:: Requirements ::
Reproduce the listing below word for word, starting at its first line and ending at the line that contains "column 731, row 18", with both of those lines included.

:: Records ::
::::::

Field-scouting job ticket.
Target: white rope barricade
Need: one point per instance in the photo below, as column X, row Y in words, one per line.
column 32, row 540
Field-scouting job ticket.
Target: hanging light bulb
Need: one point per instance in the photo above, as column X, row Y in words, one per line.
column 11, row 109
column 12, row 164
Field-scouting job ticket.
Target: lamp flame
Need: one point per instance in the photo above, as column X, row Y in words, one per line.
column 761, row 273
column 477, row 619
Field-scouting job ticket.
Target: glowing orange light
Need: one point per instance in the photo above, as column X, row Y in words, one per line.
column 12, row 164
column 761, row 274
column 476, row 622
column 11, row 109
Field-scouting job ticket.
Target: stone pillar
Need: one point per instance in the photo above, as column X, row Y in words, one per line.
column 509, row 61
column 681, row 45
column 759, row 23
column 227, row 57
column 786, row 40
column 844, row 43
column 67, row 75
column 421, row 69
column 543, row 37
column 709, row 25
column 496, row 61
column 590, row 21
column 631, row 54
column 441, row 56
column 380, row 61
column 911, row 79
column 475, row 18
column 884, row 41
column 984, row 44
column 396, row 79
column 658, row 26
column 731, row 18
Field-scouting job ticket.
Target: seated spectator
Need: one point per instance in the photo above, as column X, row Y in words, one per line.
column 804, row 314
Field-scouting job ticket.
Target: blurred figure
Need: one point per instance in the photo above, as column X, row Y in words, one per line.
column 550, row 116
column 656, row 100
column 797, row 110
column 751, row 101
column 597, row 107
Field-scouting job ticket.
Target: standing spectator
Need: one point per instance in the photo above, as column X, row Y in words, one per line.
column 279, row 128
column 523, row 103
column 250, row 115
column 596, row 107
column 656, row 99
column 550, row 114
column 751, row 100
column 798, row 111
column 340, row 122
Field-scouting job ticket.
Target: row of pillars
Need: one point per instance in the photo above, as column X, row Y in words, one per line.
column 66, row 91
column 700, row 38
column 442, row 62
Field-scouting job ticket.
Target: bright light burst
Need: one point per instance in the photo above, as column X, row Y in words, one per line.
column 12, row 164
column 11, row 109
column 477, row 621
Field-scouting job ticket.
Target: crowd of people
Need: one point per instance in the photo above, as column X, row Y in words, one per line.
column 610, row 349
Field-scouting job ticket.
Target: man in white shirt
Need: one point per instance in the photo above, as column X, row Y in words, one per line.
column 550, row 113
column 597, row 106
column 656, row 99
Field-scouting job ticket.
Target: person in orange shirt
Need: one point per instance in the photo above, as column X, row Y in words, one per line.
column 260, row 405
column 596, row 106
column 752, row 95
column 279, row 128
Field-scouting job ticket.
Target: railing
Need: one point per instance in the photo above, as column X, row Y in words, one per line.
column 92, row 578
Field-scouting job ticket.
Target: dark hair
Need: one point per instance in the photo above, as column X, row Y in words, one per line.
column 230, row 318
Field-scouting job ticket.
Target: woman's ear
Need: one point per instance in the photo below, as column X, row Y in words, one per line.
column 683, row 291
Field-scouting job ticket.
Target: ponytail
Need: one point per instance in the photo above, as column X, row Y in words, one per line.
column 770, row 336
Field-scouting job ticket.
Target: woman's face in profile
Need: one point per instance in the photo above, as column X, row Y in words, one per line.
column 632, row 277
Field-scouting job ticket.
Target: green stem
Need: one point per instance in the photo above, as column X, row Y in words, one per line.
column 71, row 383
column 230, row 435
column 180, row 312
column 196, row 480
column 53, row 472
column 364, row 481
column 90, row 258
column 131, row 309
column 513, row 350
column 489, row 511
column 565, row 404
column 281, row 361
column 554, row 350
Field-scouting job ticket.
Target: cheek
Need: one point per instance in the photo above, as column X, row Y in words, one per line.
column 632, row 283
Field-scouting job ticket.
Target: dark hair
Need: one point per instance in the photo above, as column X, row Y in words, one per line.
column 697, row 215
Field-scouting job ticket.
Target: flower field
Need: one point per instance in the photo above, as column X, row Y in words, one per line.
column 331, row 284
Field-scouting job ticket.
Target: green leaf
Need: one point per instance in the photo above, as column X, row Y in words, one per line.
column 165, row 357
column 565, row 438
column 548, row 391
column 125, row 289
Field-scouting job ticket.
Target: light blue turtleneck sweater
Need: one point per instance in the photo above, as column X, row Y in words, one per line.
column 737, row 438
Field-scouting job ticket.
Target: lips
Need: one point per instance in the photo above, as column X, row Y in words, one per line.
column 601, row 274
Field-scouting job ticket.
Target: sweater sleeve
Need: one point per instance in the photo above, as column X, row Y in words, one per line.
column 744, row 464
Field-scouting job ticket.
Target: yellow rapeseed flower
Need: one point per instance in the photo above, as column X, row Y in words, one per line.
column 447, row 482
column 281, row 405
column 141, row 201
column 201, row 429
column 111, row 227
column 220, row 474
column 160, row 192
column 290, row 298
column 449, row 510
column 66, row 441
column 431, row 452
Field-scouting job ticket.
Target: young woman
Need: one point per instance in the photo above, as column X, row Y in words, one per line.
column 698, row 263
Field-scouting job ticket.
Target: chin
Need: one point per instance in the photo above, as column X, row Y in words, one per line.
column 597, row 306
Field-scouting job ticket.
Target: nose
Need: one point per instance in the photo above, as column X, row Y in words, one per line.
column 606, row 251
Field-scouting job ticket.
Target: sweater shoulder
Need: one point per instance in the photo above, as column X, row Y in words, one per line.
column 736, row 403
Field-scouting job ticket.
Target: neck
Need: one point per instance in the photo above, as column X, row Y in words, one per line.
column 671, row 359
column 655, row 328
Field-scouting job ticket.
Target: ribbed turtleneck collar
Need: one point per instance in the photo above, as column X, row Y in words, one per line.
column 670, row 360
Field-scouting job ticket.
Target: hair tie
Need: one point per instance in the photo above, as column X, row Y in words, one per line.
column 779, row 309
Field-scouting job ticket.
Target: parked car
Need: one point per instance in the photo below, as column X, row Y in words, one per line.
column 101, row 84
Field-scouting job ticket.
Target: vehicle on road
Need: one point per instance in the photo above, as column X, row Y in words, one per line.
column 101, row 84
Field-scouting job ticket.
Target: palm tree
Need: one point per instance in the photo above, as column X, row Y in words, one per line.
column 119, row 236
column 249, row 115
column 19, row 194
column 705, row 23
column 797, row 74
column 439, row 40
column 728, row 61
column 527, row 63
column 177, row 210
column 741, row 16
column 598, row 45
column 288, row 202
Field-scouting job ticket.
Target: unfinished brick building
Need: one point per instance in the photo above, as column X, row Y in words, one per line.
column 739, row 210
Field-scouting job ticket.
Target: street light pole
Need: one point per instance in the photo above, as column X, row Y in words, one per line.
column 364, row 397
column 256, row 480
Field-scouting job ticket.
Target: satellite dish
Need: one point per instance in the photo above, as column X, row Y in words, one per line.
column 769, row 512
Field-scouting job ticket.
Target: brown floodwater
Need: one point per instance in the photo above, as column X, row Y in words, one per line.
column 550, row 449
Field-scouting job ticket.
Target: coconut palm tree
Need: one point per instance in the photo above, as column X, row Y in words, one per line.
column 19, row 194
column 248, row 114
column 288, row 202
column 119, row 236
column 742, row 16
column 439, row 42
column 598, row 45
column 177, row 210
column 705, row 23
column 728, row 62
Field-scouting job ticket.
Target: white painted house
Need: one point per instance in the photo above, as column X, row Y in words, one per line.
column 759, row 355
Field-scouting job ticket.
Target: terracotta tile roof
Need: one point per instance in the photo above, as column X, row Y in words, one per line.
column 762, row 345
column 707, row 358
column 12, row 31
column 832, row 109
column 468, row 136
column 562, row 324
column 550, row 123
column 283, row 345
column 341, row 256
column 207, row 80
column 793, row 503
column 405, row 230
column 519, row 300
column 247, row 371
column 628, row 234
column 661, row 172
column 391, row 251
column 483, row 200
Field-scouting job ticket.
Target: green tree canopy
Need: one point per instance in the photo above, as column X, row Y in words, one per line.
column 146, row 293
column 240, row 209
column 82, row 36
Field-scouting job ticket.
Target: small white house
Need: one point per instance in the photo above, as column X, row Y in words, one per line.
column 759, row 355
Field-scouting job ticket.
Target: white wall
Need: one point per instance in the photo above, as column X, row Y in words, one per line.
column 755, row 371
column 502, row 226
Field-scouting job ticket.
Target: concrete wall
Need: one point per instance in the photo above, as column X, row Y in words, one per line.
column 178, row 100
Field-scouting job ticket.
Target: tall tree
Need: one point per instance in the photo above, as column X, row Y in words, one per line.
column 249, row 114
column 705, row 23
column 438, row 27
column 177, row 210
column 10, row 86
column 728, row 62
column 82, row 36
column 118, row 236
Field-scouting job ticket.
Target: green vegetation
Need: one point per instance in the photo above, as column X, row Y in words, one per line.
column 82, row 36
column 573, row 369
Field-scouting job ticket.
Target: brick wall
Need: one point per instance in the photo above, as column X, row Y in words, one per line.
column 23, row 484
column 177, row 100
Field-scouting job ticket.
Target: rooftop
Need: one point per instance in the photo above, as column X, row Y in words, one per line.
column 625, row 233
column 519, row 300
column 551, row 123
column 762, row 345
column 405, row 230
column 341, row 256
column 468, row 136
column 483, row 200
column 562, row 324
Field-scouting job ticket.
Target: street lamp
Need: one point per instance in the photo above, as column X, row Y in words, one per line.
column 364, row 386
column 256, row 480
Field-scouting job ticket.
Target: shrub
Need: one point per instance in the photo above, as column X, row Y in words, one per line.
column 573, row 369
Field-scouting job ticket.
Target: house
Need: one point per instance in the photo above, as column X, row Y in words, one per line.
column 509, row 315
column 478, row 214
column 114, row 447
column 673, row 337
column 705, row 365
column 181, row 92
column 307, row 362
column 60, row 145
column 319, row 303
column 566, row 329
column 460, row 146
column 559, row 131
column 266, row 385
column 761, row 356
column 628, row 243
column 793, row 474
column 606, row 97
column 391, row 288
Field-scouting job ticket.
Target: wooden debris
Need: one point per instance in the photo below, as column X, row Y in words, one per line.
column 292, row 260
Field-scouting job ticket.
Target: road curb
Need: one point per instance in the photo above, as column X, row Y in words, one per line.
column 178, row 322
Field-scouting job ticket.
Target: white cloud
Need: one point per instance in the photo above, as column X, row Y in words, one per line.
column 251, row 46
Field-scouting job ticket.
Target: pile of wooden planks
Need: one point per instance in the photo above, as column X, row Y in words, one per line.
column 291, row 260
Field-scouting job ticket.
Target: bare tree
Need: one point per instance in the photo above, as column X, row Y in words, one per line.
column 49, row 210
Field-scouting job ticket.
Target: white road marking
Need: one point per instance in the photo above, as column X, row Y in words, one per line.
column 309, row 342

::::::

:: Written response ::
Field-scouting job ticket.
Target: white rope barricade
Need: one point per instance in the photo below, as column X, row Y in words, one per line.
column 32, row 540
Field-scouting job ticket.
Target: hanging light bulb
Need: one point per instance in the photo above, as column X, row Y in words, one per line.
column 11, row 109
column 12, row 164
Field-scouting job ticket.
Target: lamp flame
Need: one point per instance in the photo above, as column X, row Y in words, one per line.
column 761, row 273
column 477, row 619
Field-scouting job ticket.
Target: glowing orange light
Need: one point per instance in the photo above, as column X, row Y in words, one per line.
column 12, row 164
column 761, row 274
column 476, row 622
column 11, row 109
Field-scouting job ticket.
Target: stone pillar
Need: one point per instance in the photo above, as column X, row Y in words, one per line.
column 509, row 61
column 681, row 45
column 759, row 23
column 227, row 57
column 786, row 40
column 844, row 43
column 67, row 75
column 421, row 69
column 543, row 37
column 709, row 25
column 496, row 61
column 590, row 21
column 631, row 54
column 441, row 56
column 380, row 61
column 911, row 79
column 475, row 18
column 884, row 41
column 984, row 44
column 396, row 79
column 658, row 26
column 731, row 18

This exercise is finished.